# Activity
Show all lines from the data that include the word "below".

# Natural-language object grounding data
>>>

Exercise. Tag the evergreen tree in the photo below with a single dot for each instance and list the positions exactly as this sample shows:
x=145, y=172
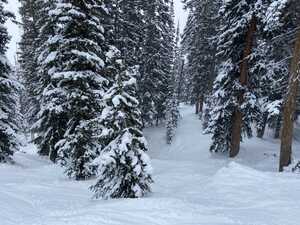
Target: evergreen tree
x=73, y=80
x=80, y=81
x=235, y=96
x=50, y=123
x=200, y=48
x=27, y=59
x=172, y=115
x=8, y=98
x=124, y=169
x=157, y=59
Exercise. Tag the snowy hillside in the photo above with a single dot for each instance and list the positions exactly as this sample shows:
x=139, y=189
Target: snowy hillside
x=191, y=187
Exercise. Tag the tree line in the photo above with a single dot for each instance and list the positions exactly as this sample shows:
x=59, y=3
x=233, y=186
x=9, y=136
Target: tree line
x=242, y=64
x=92, y=74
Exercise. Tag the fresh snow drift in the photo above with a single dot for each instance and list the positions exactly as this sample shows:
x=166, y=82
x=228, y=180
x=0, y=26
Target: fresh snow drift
x=192, y=187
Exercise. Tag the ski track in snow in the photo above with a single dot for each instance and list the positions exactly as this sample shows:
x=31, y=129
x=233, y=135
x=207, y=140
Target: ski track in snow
x=192, y=187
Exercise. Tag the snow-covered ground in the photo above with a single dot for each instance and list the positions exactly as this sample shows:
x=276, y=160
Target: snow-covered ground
x=191, y=187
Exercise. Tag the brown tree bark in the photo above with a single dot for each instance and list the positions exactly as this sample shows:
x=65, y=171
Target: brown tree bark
x=289, y=109
x=261, y=131
x=237, y=116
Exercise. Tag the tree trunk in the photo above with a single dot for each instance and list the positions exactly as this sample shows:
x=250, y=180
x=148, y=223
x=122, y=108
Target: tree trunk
x=289, y=109
x=263, y=125
x=277, y=127
x=197, y=106
x=237, y=116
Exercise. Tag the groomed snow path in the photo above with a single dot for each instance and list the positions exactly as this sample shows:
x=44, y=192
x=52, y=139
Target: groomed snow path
x=191, y=187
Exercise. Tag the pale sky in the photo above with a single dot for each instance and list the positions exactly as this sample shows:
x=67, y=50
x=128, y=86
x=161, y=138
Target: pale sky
x=15, y=31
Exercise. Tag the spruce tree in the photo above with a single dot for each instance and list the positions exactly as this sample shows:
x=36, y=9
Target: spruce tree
x=124, y=169
x=80, y=81
x=200, y=47
x=157, y=59
x=235, y=96
x=28, y=60
x=50, y=123
x=8, y=97
x=172, y=115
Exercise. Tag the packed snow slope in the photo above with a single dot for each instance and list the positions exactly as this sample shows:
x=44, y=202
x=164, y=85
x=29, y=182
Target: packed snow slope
x=191, y=187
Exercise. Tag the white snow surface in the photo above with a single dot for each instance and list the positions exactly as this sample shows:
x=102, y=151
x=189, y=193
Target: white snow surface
x=191, y=187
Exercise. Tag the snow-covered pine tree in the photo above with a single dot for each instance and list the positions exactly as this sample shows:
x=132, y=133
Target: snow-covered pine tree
x=200, y=47
x=8, y=98
x=124, y=169
x=50, y=124
x=172, y=111
x=28, y=60
x=157, y=59
x=78, y=81
x=129, y=25
x=279, y=25
x=234, y=93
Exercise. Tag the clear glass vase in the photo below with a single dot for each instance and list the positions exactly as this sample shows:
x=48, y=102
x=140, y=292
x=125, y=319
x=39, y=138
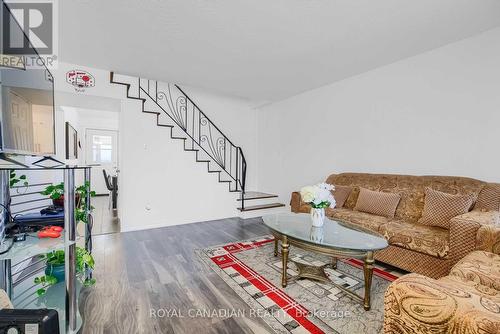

<<<

# Result for this task
Exercise. Tag the evergreen tree in the photo below with a single dot for each instance and list the positions exactly as this sample shows:
Exercise. Tag the clear glass vase in the photo below with a single dot for each instance and list the positions exactly as this sample shows:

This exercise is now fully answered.